To do:
Swap "lunar mare" for "impact crater" everywhere in the listing and write out all its lines again with nothing else changed. Leave the pictures out.

----

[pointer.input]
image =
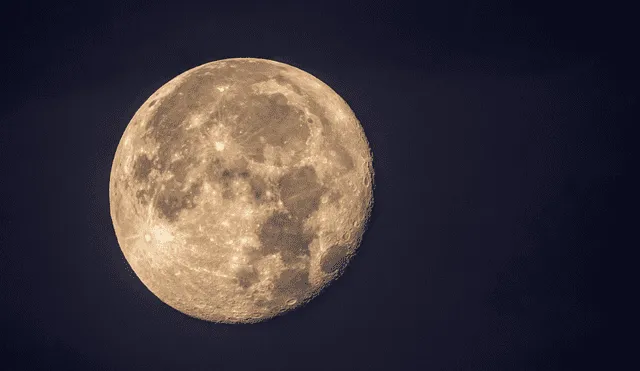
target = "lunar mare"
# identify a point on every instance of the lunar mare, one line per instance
(240, 189)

----

Response to this exercise:
[pointer.input]
image =
target = "impact crater"
# identify a point on every instance of the impact crater, one line per instance
(240, 189)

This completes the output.